== Given information ==
*** Begin section ***

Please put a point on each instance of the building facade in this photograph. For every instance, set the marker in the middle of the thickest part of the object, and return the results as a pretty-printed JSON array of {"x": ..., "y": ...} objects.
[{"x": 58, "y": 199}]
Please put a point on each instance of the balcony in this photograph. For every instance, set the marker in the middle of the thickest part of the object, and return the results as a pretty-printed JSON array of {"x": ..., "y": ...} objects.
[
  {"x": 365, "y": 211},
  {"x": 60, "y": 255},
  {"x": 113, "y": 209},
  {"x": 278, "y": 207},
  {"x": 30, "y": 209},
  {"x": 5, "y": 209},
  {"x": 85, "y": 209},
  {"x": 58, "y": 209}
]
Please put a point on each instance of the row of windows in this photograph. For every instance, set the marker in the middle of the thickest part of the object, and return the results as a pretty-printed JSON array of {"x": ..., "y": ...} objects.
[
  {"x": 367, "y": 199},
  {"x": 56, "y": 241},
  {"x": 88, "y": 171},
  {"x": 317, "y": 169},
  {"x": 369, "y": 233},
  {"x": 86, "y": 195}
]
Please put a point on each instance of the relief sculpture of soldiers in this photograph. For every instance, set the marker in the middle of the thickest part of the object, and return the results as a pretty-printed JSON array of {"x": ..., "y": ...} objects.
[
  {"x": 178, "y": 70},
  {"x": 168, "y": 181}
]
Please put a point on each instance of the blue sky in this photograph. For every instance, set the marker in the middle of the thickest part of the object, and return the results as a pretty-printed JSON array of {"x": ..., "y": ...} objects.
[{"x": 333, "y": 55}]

*** End section ***
*** Begin section ***

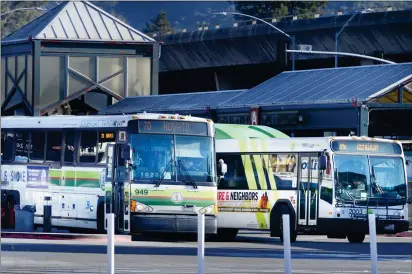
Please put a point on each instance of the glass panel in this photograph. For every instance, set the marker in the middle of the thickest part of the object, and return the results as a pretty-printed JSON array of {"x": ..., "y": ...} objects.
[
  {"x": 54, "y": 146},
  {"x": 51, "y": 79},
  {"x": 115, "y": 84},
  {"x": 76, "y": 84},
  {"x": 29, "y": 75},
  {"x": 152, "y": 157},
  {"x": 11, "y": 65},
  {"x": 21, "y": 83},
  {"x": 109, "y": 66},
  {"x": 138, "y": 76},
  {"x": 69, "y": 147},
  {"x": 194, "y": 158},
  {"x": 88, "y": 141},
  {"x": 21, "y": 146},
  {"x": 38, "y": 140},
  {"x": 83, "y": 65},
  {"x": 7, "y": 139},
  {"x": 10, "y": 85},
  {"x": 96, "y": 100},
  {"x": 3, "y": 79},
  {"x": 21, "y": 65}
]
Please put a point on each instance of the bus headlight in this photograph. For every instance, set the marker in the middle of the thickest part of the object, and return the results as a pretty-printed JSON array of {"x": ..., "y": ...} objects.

*** End section ***

== Work to be completed ==
The lines to extract from the data above begin with the line containing "Please put a point on each instance of the glass" and end with the line containing "Please put a point on each instance of the bus". Extract them exactly, including both.

== Exercise result ==
Please put a point on each instance of the glass panel in this photograph. For every instance, set the marker in the middle of the thickest part of the object, and return the results as a pretty-printed JSON array of {"x": ..., "y": ...} objects.
[
  {"x": 54, "y": 146},
  {"x": 51, "y": 79},
  {"x": 115, "y": 84},
  {"x": 76, "y": 84},
  {"x": 29, "y": 75},
  {"x": 152, "y": 157},
  {"x": 11, "y": 65},
  {"x": 21, "y": 83},
  {"x": 109, "y": 66},
  {"x": 138, "y": 76},
  {"x": 69, "y": 147},
  {"x": 194, "y": 158},
  {"x": 88, "y": 141},
  {"x": 21, "y": 146},
  {"x": 38, "y": 140},
  {"x": 83, "y": 65},
  {"x": 7, "y": 139},
  {"x": 10, "y": 85},
  {"x": 96, "y": 100},
  {"x": 3, "y": 79},
  {"x": 21, "y": 65}
]
Please put a point on each instance of the bus headlight in this photograph. For every instance, set the marker in the middle of the thickest part of the object, and return the results as a pretty-printed JSON array of {"x": ..., "y": ...} objects.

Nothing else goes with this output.